Written exercise: Repeat the material verbatim and drop the pictures.

Records for processing:
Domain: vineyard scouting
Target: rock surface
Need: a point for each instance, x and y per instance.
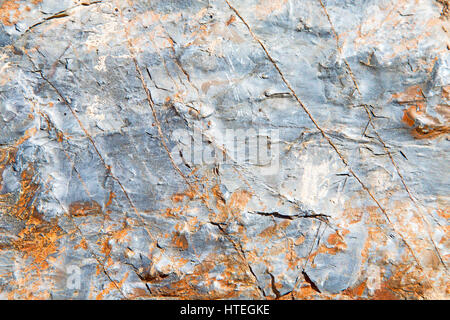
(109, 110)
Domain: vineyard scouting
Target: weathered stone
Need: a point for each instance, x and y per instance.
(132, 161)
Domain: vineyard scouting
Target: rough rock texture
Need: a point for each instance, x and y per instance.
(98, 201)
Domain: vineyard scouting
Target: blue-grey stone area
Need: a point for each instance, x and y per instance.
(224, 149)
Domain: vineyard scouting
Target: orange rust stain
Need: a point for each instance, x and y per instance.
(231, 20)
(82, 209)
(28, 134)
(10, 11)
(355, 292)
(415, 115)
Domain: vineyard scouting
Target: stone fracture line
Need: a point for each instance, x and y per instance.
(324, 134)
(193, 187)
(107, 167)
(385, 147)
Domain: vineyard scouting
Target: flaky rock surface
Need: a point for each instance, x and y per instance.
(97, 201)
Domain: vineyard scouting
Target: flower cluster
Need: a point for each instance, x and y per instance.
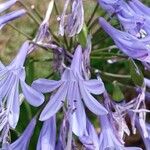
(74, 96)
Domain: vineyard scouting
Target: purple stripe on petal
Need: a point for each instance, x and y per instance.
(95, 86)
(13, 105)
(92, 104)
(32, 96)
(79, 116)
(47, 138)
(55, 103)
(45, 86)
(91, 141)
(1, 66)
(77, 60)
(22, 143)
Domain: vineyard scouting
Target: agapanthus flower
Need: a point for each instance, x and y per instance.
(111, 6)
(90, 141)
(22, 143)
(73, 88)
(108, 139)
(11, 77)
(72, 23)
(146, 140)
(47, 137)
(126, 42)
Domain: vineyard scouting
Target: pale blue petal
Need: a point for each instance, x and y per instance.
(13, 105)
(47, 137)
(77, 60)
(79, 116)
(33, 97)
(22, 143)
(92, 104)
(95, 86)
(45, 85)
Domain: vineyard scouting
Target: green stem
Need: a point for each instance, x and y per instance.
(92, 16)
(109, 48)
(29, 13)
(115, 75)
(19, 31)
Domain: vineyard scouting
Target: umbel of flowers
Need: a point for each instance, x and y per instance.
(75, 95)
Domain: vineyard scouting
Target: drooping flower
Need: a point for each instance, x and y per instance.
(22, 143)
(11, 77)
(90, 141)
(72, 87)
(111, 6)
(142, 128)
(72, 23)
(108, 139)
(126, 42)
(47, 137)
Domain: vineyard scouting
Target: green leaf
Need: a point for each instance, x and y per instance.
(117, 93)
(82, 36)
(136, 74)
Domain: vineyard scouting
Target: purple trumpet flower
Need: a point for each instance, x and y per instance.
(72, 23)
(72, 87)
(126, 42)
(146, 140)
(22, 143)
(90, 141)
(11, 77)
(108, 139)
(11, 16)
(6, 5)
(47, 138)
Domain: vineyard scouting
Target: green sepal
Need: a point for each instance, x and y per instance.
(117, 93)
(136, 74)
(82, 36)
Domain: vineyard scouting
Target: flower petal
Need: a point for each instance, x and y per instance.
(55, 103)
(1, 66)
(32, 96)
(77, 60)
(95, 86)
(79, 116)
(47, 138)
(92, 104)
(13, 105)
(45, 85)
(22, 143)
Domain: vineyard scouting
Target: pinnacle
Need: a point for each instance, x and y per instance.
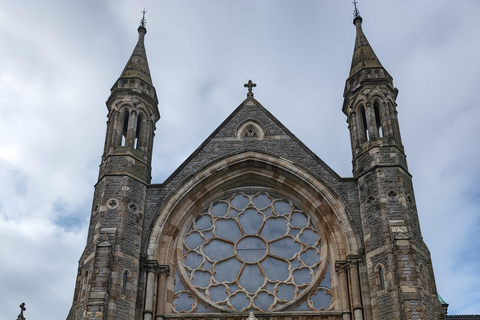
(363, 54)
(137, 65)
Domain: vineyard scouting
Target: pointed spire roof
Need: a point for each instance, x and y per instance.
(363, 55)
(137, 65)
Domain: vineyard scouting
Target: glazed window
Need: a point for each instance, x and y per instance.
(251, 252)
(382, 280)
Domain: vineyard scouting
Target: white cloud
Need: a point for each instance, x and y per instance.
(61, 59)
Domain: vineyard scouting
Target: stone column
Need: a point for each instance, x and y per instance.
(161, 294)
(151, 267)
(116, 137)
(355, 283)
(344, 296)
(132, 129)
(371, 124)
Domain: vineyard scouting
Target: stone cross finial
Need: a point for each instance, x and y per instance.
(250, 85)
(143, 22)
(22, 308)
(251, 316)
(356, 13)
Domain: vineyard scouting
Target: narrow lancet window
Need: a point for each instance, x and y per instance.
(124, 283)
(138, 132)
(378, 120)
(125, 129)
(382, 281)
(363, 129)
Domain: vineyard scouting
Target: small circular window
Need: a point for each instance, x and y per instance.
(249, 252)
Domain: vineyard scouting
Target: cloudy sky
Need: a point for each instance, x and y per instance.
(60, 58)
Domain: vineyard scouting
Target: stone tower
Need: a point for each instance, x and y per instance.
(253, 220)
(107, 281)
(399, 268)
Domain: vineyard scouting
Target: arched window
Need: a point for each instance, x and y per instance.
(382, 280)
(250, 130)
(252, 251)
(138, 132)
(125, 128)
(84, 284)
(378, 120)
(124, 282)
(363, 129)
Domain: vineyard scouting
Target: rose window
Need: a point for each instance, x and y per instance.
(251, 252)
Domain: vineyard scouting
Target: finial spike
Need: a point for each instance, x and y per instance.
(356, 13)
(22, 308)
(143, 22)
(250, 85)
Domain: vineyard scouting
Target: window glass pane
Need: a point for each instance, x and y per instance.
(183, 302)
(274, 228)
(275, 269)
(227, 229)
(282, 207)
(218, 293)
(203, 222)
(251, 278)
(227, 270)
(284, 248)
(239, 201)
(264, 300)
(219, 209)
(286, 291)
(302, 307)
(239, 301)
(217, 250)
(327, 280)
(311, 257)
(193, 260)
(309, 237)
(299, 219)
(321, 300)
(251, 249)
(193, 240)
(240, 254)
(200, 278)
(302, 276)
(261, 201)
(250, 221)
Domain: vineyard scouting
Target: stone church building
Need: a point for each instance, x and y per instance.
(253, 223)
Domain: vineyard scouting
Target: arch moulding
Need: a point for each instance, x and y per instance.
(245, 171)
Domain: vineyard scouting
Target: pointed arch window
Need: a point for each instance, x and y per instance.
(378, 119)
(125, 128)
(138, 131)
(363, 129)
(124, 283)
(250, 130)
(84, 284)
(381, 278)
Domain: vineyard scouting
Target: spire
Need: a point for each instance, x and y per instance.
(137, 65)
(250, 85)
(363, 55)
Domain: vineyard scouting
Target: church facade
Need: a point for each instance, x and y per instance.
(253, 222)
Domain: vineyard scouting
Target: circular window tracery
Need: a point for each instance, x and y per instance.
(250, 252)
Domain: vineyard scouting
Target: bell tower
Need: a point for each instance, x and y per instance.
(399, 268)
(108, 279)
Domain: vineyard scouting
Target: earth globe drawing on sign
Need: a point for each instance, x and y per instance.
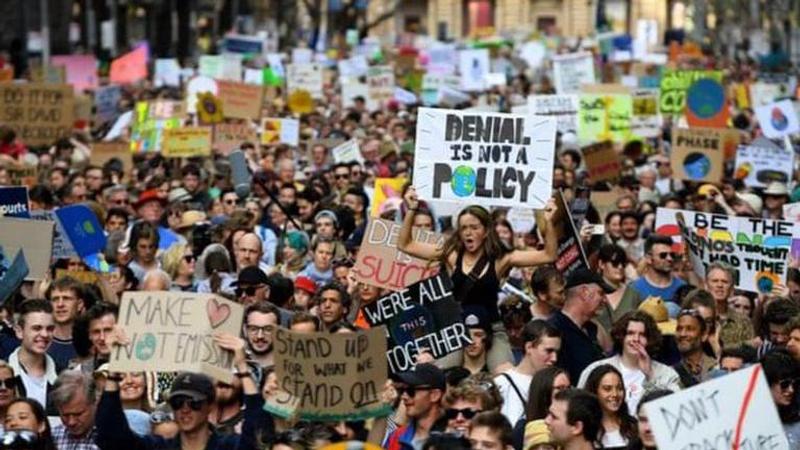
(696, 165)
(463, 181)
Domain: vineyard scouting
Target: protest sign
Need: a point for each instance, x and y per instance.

Output:
Domain: vineyard scouting
Target: rock surface
Need: a point for each instance, x and y per instance.
(109, 110)
Domain: vineyard scouting
Target: weathered stone
Need: a point for each instance, x and y per instance.
(132, 161)
Domain: vineyard scouting
Target: rough rock texture
Need: a point for each instance, x and y per instance.
(98, 201)
Domain: vineyard scouting
Target: blue-grey stone area
Need: a point for each instance, x and y per instance.
(224, 149)
Domain: vineyard scouting
Target: orange rust stain
Need: a point for each instance, x and y per instance.
(231, 20)
(82, 209)
(28, 134)
(10, 11)
(355, 292)
(415, 115)
Domain: vineyard scouting
Target: stone fracture line
Need: a point for each instance, x and y per instance.
(324, 134)
(193, 187)
(107, 167)
(385, 147)
Domain: vineyard scouting
Target: flaky rock surface
Need: a point for each instance, x and y per instance.
(97, 201)
Domain: vineyard scouting
Target: flower cluster
Need: a point for each instance, x and y per instance.
(74, 96)
Domain: vineyard scouting
Target: purple stripe on petal
Need: a point for each instance, x and y per instance.
(95, 86)
(13, 105)
(92, 104)
(32, 96)
(79, 116)
(47, 138)
(55, 103)
(45, 86)
(91, 141)
(1, 66)
(77, 60)
(22, 143)
Domain: vineyard scouting
Target: agapanthus flower
Need: a point for each instance, x and y per instance.
(111, 6)
(90, 141)
(22, 143)
(73, 88)
(108, 139)
(11, 77)
(72, 23)
(146, 140)
(47, 137)
(126, 42)
Domain: vineyard scouting
Target: pale blue petal
Need: a point for each instance, x and y per instance.
(13, 105)
(47, 137)
(77, 60)
(79, 116)
(33, 97)
(22, 143)
(92, 104)
(95, 86)
(45, 85)
Domain: vineyard scouting
Target: green stem
Need: a point for each instance, x and y per instance.
(92, 16)
(109, 48)
(29, 13)
(115, 75)
(19, 31)
Domain: vineyard scouting
Target: umbel of flowers
Need: a point for each instance, x and y per instance.
(75, 95)
Domain: vineyard scouting
Target: drooping flower
Need: a point for each instance, x and y per instance.
(22, 143)
(11, 77)
(90, 141)
(72, 87)
(111, 6)
(142, 128)
(72, 23)
(108, 139)
(126, 42)
(47, 137)
Domain: vineyard scouting
Target: green leaf
Need: a point for each instance, x and y per instance.
(117, 93)
(82, 36)
(136, 74)
Domain: vineyard scouting
Target: purple trumpet flower
Need: a point for each instance, x and y per instance.
(72, 23)
(72, 87)
(126, 42)
(146, 140)
(22, 143)
(90, 141)
(11, 77)
(108, 139)
(11, 16)
(6, 5)
(47, 138)
Domain: vineyard scouting
Target: green sepal
Need: a point for each instance, x and y per instance.
(117, 93)
(136, 74)
(82, 36)
Domain: vineyard scouting
Target: flower petal
Need: a point for each instance, x and y per instance.
(55, 103)
(1, 66)
(32, 96)
(77, 60)
(95, 86)
(79, 116)
(47, 138)
(92, 104)
(13, 105)
(45, 85)
(22, 143)
Domain: vineyard scouting
Target: pinnacle
Need: a point for each instance, x and y per instance.
(363, 54)
(137, 65)
Domain: vineyard scouting
Target: pointed spire roof
Need: a point for each instance, x and y per instance.
(363, 55)
(137, 65)
Domain: vineyard scouting
Target: glazed window
Need: a point for each instance, x and y per instance.
(251, 252)
(382, 280)
Domain: vineyard scouting
Target: white cloud
Need: a point for each instance, x and y per instance.
(61, 59)
Domain: vineyard scouting
Target: stone column
Need: a point for each instance, x and y per instance.
(161, 294)
(151, 267)
(116, 137)
(355, 283)
(344, 296)
(132, 129)
(371, 124)
Domain: vineyard scouting
Target: stone cross finial
Need: a point for each instance, x and y per instance.
(250, 85)
(143, 22)
(22, 308)
(251, 316)
(356, 13)
Domain: vineyard scouting
Target: narrow lancet window
Need: a point for each instance, x and y per instance.
(124, 283)
(138, 132)
(378, 120)
(125, 129)
(382, 281)
(363, 129)
Domain: vineyard scouting
Target: small circular window
Need: a point for each instance, x and y per instance.
(249, 252)
Domain: vineyard scouting
Target: cloudy sky
Need: a point for each instance, x and y per instance.
(60, 58)
Domain: vineyard scouting
Target: stone tower
Need: a point for each instance, x and y per instance.
(253, 220)
(107, 281)
(399, 268)
Domain: vineyard scouting
Target: arched window
Need: a point for each instance, x and y per instance.
(382, 280)
(250, 130)
(252, 251)
(138, 132)
(125, 128)
(84, 284)
(378, 120)
(124, 282)
(363, 129)
Domain: vineyard scouting
Target: rose window
Need: a point for each instance, x and y per instance.
(251, 252)
Domain: vineyard scouting
Target: finial spike
Need: a point for each instance, x and y per instance.
(356, 13)
(22, 308)
(143, 22)
(250, 85)
Domain: vineyard scouting
Target: window glass pane
Need: a point for each instance, x and y per instance.
(183, 302)
(274, 228)
(275, 269)
(227, 229)
(282, 207)
(218, 293)
(203, 222)
(251, 278)
(227, 270)
(284, 248)
(239, 201)
(264, 300)
(219, 209)
(286, 291)
(302, 307)
(239, 301)
(217, 250)
(327, 280)
(311, 257)
(193, 260)
(309, 237)
(299, 219)
(321, 300)
(251, 249)
(193, 240)
(240, 254)
(200, 278)
(302, 276)
(261, 201)
(250, 221)
Domain: vineyard scouting
Target: stone church building
Need: a point for each instance, x and y per instance.
(253, 223)
Domain: vineyard scouting
Target: arch moulding
Need: a point for each instance, x and y per instance.
(245, 171)
Domain: vineyard scouting
Target: pointed arch window
Need: a point for each instance, x and y per instance.
(378, 119)
(125, 128)
(138, 131)
(363, 129)
(124, 283)
(250, 130)
(84, 284)
(381, 278)
Domain: vineyard scouting
Target: spire
Need: a point for each instance, x and y per instance.
(137, 65)
(250, 85)
(363, 55)
Domain: vineyard scouting
Target: church facade
Need: a point for each instance, x and y per instance.
(253, 222)
Domain: vineyard scouting
Target: circular window tracery
Need: a point for each instance, x and y per instance.
(250, 252)
Domain: vineyard scouting
Target: bell tower
Need: a point for each instance, x and y per instance.
(399, 268)
(108, 279)
Domain: vineyard scouting
Target: earth globe drawing on sign
Need: a point for each instance, x and y per instance.
(696, 165)
(463, 181)
Domain: vineyard scouting
Target: protest sign
Need: a point for each instance, x and y per instance.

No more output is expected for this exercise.